# curly ambrosia log



## duckman (Mar 23, 2017)

I just had another log milled going into the kiln tomorrow 28 slabs crazy grain full of curly all 8 ft x 25 to 30 wide 8/4 thick also a beautiful 10 ft white oak with wild grain that I'm making counter tops out of there 32 + inches wide .

Reactions: Like 1 | EyeCandy! 6 | Way Cool 1


----------



## duckman (Mar 23, 2017)

heres a giant white oak theres book matched slabs beautiful grain. we got red oak slabs bigger also

Reactions: Like 2 | Thank You! 1 | EyeCandy! 5 | Way Cool 5


----------



## Bigdrowdy1 (Mar 23, 2017)

Looks awesome as usual Duck

Reactions: Thank You! 1


----------



## Mike1950 (Mar 23, 2017)

looks like the plumbin is backed up in the barn- What the hell kind of plumber are you!!! Nice slabs

Reactions: Like 1


----------



## duckman (Mar 23, 2017)

Mike1950 said:


> looks like the plumbin is backed up in the barn- What the hell kind of plumber are you!!! Nice slabs


dam mud chuckers always picken on us professional tradesman

Reactions: Funny 2


----------



## NeilYeag (Mar 23, 2017)

Been busy it seems!

Reactions: Agree 1


----------



## duckman (Mar 23, 2017)

NeilYeag said:


> Been busy it seems!


lol just getting started been a long winter

Reactions: Like 1


----------



## ripjack13 (Mar 23, 2017)

Dave, didn't Scott set you up with your old account password change?


----------



## ripjack13 (Mar 23, 2017)

And thats some crazy looking stuff.....

Reactions: Thank You! 1


----------



## duckman (Mar 23, 2017)

ripjack13 said:


> Dave, didn't Scott set you up with your old account password change?


I tried it wouldn't work ill try and figure it out again tomorrow had some surgery done so iv been out of commission since then

Reactions: Like 1


----------



## duckman (Mar 23, 2017)

ripjack13 said:


> And thats some crazy looking stuff.....


thanks rip I got some better stuff were going to mill here shortly


----------



## ripjack13 (Mar 23, 2017)

duckman said:


> I tried it wouldn't work ill try and figure it out again tomorrow had some surgery done so iv been out of commission since then


Ok...cool.

*Material provided*
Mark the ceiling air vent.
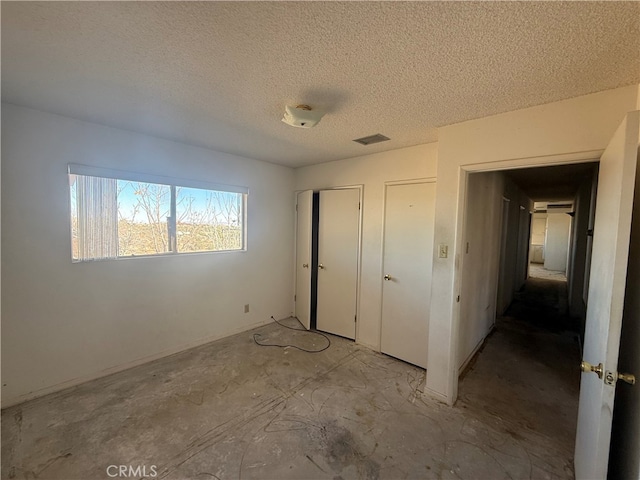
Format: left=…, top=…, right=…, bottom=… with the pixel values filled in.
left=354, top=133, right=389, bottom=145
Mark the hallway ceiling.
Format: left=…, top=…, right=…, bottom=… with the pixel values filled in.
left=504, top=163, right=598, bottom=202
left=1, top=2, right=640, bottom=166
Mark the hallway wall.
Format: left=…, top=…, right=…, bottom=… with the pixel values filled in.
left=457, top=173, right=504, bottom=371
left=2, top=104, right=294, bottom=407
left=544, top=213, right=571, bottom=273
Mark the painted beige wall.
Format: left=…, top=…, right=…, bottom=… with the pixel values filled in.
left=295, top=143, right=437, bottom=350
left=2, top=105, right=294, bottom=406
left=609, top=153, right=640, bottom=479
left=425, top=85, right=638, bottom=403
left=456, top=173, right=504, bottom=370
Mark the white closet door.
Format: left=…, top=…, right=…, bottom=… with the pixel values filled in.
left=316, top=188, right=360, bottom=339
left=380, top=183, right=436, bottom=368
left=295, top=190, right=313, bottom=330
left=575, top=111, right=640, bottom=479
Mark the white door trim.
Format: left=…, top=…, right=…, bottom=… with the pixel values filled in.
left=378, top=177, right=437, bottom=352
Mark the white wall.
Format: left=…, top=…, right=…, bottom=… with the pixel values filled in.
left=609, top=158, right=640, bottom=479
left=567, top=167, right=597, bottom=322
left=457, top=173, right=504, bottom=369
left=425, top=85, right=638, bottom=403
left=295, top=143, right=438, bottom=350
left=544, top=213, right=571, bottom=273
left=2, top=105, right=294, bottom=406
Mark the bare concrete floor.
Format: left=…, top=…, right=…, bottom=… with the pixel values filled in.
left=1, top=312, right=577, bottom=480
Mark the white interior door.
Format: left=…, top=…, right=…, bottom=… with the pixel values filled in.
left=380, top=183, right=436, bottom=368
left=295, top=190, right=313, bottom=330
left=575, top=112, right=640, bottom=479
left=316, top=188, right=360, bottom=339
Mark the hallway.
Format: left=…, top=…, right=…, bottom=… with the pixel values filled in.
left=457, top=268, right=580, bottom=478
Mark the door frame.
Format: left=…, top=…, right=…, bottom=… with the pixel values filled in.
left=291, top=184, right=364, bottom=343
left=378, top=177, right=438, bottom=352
* * *
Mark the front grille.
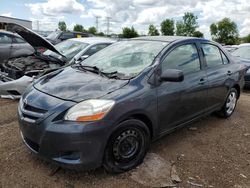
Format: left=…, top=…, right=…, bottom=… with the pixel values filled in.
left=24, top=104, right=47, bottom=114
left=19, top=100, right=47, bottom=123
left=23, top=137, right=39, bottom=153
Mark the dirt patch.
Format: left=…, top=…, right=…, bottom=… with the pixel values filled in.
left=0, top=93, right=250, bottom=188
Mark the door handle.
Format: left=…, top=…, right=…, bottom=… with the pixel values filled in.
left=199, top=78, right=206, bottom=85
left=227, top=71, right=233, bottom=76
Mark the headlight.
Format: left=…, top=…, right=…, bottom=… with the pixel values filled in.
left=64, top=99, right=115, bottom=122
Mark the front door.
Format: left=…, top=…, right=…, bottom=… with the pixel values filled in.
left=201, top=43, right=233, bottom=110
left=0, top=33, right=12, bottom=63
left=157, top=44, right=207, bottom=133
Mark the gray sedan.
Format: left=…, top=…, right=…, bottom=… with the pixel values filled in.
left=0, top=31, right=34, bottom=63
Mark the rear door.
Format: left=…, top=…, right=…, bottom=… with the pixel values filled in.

*To do*
[a] Set down the curly ambrosia log thread word for word, starting at the words "# curly ambrosia" and ending after "inches wide .".
[b] Write the next part of the curly ambrosia log thread, picking up right after its last post.

*Responses by item number*
[a]
# curly ambrosia log



## duckman (Mar 23, 2017)

I just had another log milled going into the kiln tomorrow 28 slabs crazy grain full of curly all 8 ft x 25 to 30 wide 8/4 thick also a beautiful 10 ft white oak with wild grain that I'm making counter tops out of there 32 + inches wide .

[b]
If you need help ask david, @DKMD 
Thats above my pay grade...

Reactions: Like 1


----------



## Nature Man (Mar 24, 2017)

Beautiful slabs! So good to have you back! Chuck

Reactions: Thank You! 1 | Agree 1


----------



## David Van Asperen (Mar 25, 2017)

glad things are going ok.
You have better stuff to mill yet?
I really want to see this better stuff, if you can wait until Monday or so to post picture of it I believe I will over the worst of the shakes, drools from this batch of "make me crazy" photos, and will be able stand another round of the awesome Duckwood pics.
Dave

Reactions: Thank You! 1


----------



## woodtickgreg (Mar 25, 2017)

Hey, remember that big a$$ oak we cut in half out in the woods? Is it still out there or did you get that one dragged in and milled up? Seeing these pics reminded me of that.

Reactions: Like 1


----------



## duckman (Mar 26, 2017)

woodtickgreg said:


> Hey, remember that big a$$ oak we cut in half out in the woods? Is it still out there or did you get that one dragged in and milled up? Seeing these pics reminded me of that.


cut one up a year ago still have the giant crotch log laying out there should look better than the one in the pic below and another still in the woods. had three sets of these book matched table tops they went for good money

Reactions: Like 1 | EyeCandy! 3 | Way Cool 1


----------



## Mr. Peet (Mar 26, 2017)

@duckman Where's the snow? When was that picture taken?


----------



## duckman (Mar 26, 2017)

theres never snow in ohio -----that's an old pic from last summer

Reactions: Thank You! 1 | Agree 1


----------



## manbuckwal (Mar 27, 2017)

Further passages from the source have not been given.